--- Information shown ---
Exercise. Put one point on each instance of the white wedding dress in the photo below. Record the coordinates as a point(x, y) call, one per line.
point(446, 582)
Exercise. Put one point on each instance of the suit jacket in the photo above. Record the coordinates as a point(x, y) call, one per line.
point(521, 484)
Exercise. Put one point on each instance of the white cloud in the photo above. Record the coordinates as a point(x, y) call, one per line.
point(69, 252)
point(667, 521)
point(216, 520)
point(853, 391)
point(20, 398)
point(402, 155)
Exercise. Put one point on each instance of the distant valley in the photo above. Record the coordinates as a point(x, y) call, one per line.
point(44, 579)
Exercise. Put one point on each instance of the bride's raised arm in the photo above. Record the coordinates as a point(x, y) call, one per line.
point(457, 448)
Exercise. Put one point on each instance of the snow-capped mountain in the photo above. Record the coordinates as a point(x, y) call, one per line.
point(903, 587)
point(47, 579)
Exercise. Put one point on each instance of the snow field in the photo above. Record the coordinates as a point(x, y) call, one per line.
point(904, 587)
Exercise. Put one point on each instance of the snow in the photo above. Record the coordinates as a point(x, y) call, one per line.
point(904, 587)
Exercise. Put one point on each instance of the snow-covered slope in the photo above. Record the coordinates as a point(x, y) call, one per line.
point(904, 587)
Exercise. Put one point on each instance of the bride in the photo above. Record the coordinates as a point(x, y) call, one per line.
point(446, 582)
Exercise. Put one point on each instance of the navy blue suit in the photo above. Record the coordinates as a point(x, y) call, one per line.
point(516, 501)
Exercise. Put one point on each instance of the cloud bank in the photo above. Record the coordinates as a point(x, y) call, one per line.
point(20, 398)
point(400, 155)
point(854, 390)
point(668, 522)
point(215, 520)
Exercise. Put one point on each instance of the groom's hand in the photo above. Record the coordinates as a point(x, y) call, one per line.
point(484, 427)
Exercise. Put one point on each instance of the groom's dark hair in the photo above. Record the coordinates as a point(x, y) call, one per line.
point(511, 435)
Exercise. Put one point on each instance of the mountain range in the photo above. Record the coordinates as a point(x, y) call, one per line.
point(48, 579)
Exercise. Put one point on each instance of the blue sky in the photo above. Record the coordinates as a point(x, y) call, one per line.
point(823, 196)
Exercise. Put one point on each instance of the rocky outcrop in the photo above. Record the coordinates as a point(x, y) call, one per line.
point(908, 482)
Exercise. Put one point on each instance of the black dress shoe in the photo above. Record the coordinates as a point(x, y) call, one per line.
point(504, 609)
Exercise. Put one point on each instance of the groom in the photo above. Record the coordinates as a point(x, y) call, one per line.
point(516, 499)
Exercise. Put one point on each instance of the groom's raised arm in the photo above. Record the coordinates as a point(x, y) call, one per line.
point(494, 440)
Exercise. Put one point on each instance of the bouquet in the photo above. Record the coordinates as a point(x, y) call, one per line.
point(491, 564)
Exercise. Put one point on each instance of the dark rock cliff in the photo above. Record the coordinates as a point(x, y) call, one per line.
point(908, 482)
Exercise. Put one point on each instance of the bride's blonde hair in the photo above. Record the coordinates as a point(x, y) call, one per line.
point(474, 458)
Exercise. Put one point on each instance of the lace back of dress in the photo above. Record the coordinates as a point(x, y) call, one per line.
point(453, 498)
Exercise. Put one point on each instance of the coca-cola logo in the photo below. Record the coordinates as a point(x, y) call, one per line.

--- Goal ---
Update the data above by replacing "instance" with "occurrence" wherever it appears. Leave every other word and line unchanged.

--- Task solution ---
Exercise. Put one point on each occurrence of the white wedding dress in the photo below. Record the coordinates as a point(x, y) call, one per line.
point(446, 582)
Exercise. Put one point on each occurrence of the suit jacket in the photo above. Record the coordinates as a point(x, y) call, one per line.
point(521, 484)
Exercise. Put one point on each occurrence of the white cloud in the photo above. Record the coordinates as a point(x, y) call, one per line.
point(69, 252)
point(667, 521)
point(216, 520)
point(853, 391)
point(20, 398)
point(402, 155)
Exercise. Put one point on each occurrence of the distant valley in the photo above. Record the coordinates as a point(x, y) call, one per line.
point(44, 579)
Exercise. Put one point on each occurrence of the bride's raised arm in the photo above. Record the coordinates as a point(x, y) call, one per line.
point(457, 448)
Exercise. Put one point on each occurrence of the snow-capped mountain in the photo above. Record the coordinates as a point(x, y) call, one per line.
point(903, 587)
point(47, 579)
Exercise. Put one point on each occurrence of the snow field in the photo above. Record the coordinates as a point(x, y) call, one per line.
point(904, 587)
Exercise. Put one point on each occurrence of the snow in the photo above. Record the coordinates as a point(x, y) call, one per line.
point(904, 587)
Exercise. Put one point on each occurrence of the snow-covered slope in the photo above. Record the coordinates as a point(x, y) call, one per line.
point(904, 587)
Exercise. Put one point on each occurrence of the bride in the photo above. Record the coordinates as a point(x, y) call, one per line.
point(446, 582)
Exercise. Put one point on each occurrence of the navy blue suit in the photo above. Record the coordinates as a point(x, y) call, one per line.
point(516, 501)
Exercise. Put one point on each occurrence of the cloud bank in the photo above. Record the coordinates as a point(x, y) call, one per line.
point(20, 398)
point(400, 155)
point(854, 390)
point(668, 522)
point(215, 520)
Exercise. Put one point on each occurrence of the groom's hand in the photo above. Record the coordinates as a point(x, y) call, one per line.
point(484, 427)
Exercise. Put one point on each occurrence of the groom's dark hair in the photo above. Record the coordinates as a point(x, y) call, one per line.
point(511, 435)
Exercise. Put one point on each occurrence of the mountain range in the photo above. Record the coordinates as a point(x, y) call, one per line.
point(48, 579)
Exercise. Put one point on each occurrence of the blue sky in the photo above. Record the coordinates as a point(x, y) call, one per line.
point(823, 196)
Exercise. Put one point on each occurrence of the rocky outcrop in the photo above. Record the coordinates as a point(x, y) call, one per line.
point(908, 482)
Exercise. Put one point on each occurrence of the black dress shoe in the photo above. Record the coordinates as a point(x, y) call, one per line.
point(504, 609)
Exercise. Put one point on each occurrence of the groom in the photo above. Record the coordinates as a point(x, y) call, one per line.
point(516, 499)
Exercise. Put one point on each occurrence of the groom's raised arm in the photo above. Record the coordinates as a point(x, y) call, one per line.
point(494, 440)
Exercise. Put one point on each occurrence of the bouquet in the photo above. Record the coordinates as a point(x, y) call, one per line.
point(491, 564)
Exercise. Put one point on each occurrence of the dark rock cliff in the photo above. Record the coordinates as a point(x, y) call, one per line.
point(908, 482)
Exercise. Put one point on each occurrence of the bride's blonde hair in the photo above. Record the coordinates as a point(x, y) call, one per line.
point(474, 458)
Exercise. Put one point on each occurrence of the lace back of dress in the photo above. Record the coordinates as a point(x, y) call, one per line.
point(453, 498)
Exercise. Put one point on each occurrence of the coca-cola logo in the photo below. Record the coordinates as a point(x, y) call, one per line.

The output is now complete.